Text excerpt:
---+---
Would you like vomit with that wine?
Afraid of not getting a parking space close to the school for the first-ever parent-teacher conference for Addison, I left ten minutes early. That’s strange, I thought when I pulled up and the building was pitch dark except for light over the front door. There were plenty of parking spots because the meeting was LAST NIGHT!
Valentine’s day had never been an overly sentimental holiday. I’d always thought my relationship went so much further than a candy-chocolate-commercial-driven holiday. I still remember the most romantic valentine’s I’ve ever received: it was a single rose from my high school boyfriend that said we’d be together forever. I can still remember the rose, just starting to droop a titch, when it was delivered to my homeroom. The note was tied with a red bow around the stem.
Coco holds all holidays in such high esteem, she just might start a new religion around it. She could be the High Pope of Every Holiday Ever Imagined. So I got a gift bag of decorated with hearts for Coco and Addison and the nanny. Addison pointed at the hearts as if I’d just invented flight. Then, Whoa! He got a look at the boxes of raisins inside and the apple, and I almost felt as amorous as I did back in high school.
Coco promptly pulled each item out of the bag and described each item with such joy, I wished everything was that simple.
I served up an efficient dinner; gave instructions to Coco to study for her exam while I was gone; and drove the five minutes to school where I sat in the dark. Well at least I can go home and have a glass of wine and read my book. When I opened the door, the baby was on the floor lying on a towel, his sister and the nanny hovering over him.
He’d thrown up. I took off my jacket and settled in. He threw up some more, and some more, and a bit more before finally konking out at 10 p.m. (I’m consistently amazed at how much food a child’s stomach can hold!) I have no idea if I gave him a food he couldn’t tolerate, or he got a bad bacteria, or it’s a virus. Most of the time, we parents never really know what our kids "get." Whatever it was, the treatment was the same: extract the bad and let the good come in.
In the moments when I miss the rose and the candy or the glowing candles, I am usually zapped back into the meaning of true love: action. It is a verb after all. Let the good come in.
---+---
Instructions for the task:
Answer these questions about the Valentine's Day text:
1. Why were there plenty of parking spots at the school?
2. What did the note with the high school rose say?
3. At what time did the baby finally konk out?

Given data:
---+---
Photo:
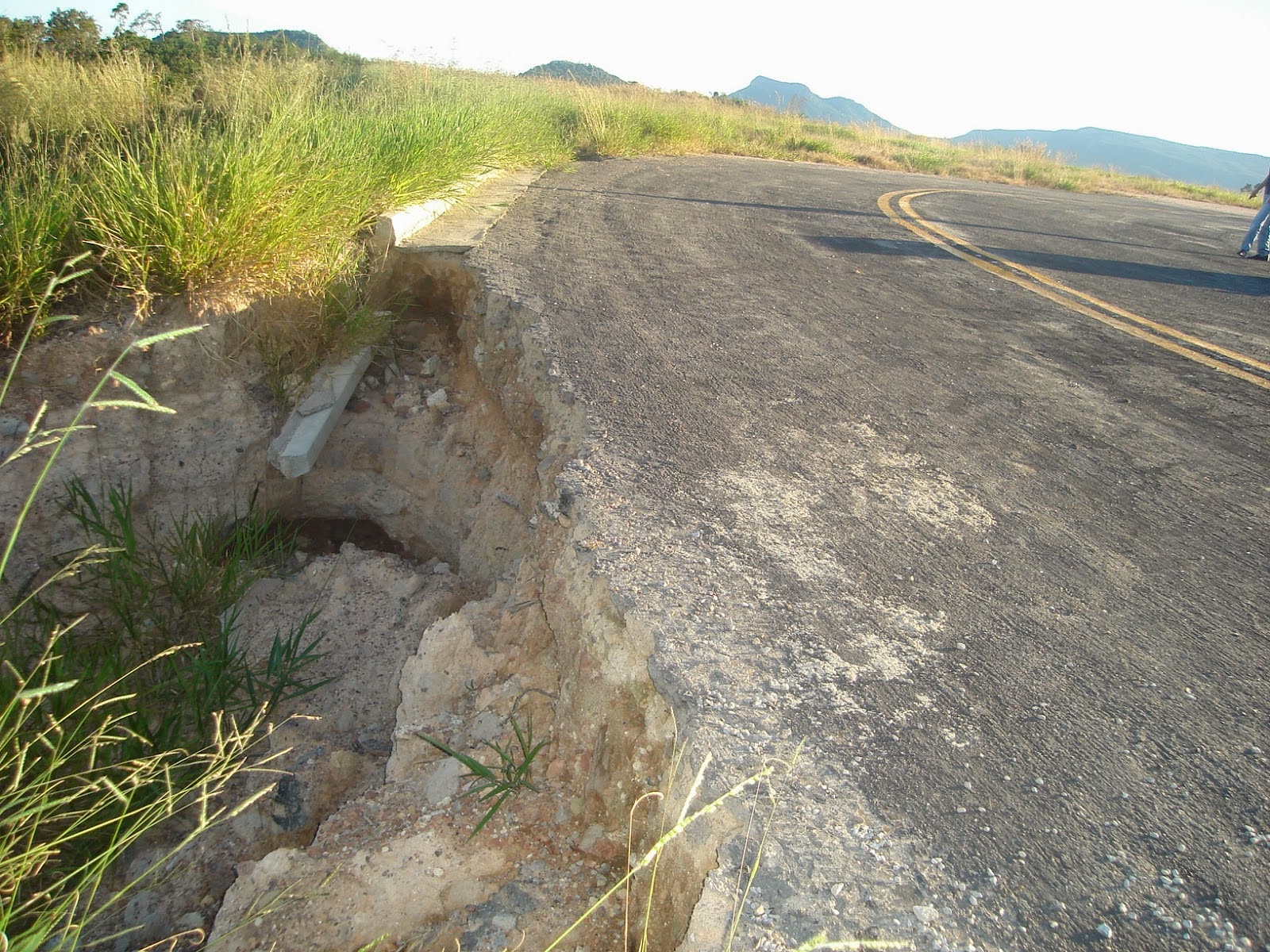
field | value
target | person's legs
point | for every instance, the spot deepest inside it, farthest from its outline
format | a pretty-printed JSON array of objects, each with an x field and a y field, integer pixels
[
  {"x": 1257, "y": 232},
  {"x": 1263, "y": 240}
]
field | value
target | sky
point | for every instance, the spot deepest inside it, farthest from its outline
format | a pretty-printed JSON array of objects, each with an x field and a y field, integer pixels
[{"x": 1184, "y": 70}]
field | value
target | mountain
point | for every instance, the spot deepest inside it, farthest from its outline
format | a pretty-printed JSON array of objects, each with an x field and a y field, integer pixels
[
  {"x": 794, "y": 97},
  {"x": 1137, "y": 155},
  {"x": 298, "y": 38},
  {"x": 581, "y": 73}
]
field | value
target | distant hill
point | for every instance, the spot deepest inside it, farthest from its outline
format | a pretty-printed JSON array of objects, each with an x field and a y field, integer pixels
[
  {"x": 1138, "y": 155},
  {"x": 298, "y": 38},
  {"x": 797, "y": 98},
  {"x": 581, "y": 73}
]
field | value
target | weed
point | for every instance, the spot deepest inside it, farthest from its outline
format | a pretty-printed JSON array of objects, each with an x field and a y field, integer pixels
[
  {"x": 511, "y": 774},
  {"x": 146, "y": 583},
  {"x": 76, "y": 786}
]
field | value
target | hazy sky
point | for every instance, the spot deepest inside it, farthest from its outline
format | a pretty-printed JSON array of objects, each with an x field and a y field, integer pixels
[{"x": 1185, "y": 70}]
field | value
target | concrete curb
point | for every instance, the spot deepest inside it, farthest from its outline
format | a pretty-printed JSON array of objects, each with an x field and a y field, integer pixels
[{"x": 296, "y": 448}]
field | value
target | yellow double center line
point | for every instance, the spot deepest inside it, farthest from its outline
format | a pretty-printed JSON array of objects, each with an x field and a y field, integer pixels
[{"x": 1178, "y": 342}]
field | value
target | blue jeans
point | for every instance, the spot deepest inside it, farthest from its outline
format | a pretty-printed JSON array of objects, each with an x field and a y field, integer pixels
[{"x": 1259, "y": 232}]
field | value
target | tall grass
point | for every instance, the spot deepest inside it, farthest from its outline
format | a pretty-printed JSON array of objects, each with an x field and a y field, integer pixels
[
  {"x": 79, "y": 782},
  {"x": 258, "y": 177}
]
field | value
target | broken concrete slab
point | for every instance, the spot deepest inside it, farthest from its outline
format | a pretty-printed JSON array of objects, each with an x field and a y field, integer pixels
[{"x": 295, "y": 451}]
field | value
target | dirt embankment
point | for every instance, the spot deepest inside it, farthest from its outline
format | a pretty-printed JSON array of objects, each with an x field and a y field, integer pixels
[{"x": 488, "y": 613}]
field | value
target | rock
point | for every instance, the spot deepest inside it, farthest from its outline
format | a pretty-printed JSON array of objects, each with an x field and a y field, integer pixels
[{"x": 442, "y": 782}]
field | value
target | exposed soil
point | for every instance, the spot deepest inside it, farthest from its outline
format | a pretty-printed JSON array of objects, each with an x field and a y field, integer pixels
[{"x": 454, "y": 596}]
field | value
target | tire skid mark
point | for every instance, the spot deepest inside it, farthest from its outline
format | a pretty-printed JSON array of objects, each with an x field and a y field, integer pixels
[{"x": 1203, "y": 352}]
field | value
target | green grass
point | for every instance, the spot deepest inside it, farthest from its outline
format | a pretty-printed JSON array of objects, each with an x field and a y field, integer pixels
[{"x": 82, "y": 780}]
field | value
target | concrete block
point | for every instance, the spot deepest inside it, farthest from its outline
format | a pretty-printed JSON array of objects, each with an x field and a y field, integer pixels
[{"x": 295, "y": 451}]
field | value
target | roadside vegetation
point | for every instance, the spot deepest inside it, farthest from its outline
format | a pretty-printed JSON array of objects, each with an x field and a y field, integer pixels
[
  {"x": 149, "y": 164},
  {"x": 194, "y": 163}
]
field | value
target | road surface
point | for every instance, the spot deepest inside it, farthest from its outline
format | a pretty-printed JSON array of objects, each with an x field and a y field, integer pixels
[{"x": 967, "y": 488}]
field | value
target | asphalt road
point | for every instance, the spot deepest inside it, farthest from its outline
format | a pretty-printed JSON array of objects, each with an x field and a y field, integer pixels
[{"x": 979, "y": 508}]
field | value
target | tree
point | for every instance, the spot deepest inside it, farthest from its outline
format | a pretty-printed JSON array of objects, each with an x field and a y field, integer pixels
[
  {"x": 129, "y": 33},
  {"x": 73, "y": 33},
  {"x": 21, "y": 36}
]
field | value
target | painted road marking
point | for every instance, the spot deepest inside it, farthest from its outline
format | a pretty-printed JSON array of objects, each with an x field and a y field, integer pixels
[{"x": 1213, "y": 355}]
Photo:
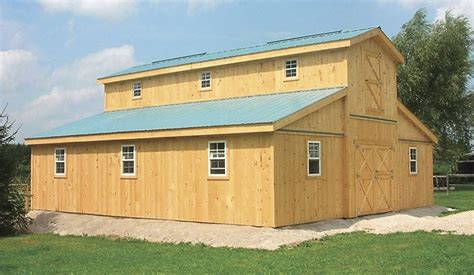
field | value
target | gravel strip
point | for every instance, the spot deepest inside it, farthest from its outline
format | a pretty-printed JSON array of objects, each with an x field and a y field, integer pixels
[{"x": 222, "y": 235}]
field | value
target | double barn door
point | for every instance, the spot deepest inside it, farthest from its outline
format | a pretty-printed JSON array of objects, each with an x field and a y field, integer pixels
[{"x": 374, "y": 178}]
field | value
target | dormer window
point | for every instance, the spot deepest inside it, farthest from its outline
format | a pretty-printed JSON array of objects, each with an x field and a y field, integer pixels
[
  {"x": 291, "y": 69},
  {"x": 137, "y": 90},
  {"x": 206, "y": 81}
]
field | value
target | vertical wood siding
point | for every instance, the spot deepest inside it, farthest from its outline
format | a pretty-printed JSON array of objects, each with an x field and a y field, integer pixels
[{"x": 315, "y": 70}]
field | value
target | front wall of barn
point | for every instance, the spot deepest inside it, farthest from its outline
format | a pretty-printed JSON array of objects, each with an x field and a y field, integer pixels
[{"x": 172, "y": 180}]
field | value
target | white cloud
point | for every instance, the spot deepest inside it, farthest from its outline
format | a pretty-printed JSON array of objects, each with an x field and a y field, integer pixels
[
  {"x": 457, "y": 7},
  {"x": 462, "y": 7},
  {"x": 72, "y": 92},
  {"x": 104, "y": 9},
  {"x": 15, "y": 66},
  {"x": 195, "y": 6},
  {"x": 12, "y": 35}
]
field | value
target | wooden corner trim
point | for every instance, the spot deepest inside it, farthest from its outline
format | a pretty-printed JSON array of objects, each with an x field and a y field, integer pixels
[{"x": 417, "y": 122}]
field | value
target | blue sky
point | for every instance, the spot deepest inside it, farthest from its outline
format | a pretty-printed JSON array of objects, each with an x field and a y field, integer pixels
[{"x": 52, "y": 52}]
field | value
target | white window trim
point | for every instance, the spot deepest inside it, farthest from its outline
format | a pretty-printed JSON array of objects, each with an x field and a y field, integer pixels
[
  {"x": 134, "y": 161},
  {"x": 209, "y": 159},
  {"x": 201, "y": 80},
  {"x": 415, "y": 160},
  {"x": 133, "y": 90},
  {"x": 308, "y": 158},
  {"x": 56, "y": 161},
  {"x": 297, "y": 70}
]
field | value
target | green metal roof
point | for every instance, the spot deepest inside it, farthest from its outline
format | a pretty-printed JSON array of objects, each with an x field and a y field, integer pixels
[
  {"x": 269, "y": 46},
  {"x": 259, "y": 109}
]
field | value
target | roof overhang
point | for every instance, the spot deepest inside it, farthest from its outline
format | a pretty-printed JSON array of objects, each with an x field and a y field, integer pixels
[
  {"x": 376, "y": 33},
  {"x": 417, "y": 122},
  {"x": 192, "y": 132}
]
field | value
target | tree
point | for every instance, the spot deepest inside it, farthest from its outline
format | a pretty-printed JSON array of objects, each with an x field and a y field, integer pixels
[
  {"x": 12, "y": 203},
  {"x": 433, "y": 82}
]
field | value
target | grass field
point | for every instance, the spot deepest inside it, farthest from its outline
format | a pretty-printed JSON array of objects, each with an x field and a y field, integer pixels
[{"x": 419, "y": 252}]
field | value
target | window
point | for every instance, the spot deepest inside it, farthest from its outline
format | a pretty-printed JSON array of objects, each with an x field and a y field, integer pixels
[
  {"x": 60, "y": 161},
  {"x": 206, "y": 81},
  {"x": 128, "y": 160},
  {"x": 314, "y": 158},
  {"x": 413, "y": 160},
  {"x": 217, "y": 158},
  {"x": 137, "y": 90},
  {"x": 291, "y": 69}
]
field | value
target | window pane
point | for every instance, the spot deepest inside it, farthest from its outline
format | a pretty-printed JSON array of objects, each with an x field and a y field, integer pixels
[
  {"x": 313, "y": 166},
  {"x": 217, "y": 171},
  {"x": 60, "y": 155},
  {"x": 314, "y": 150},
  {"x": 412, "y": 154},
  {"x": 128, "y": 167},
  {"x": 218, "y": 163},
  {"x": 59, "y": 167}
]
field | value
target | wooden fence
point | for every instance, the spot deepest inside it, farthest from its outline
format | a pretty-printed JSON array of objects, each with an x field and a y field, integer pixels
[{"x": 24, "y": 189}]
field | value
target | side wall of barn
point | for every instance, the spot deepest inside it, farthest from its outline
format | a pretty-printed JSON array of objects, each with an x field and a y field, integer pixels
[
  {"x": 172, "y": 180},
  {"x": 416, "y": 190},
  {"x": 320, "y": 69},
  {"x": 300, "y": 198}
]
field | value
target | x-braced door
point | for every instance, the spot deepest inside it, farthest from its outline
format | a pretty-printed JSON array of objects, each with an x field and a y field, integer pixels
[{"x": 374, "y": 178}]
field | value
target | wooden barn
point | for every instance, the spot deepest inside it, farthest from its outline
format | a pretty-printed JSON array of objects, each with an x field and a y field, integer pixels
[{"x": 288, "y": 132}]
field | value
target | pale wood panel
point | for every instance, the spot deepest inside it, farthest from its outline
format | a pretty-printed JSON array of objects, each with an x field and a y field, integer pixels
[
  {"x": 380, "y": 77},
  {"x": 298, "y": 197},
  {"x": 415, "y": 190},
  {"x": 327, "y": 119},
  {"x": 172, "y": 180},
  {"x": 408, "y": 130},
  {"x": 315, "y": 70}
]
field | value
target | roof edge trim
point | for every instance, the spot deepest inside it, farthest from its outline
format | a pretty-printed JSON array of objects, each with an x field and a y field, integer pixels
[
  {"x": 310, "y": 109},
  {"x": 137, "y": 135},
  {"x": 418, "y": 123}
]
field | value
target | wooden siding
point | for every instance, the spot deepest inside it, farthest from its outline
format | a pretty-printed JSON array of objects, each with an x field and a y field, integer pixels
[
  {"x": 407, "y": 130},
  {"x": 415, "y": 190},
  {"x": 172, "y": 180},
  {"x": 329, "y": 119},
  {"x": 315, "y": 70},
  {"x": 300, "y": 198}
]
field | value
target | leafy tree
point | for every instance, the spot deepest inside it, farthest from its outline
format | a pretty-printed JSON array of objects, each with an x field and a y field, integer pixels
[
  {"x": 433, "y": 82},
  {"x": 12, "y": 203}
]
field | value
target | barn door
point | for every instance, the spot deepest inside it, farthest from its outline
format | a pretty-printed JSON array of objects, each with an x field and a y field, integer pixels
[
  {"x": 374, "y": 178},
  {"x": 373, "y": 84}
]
---+---
Completed task:
1. The meeting had been the night before.
2. That they'd be together forever.
3. At 10 p.m.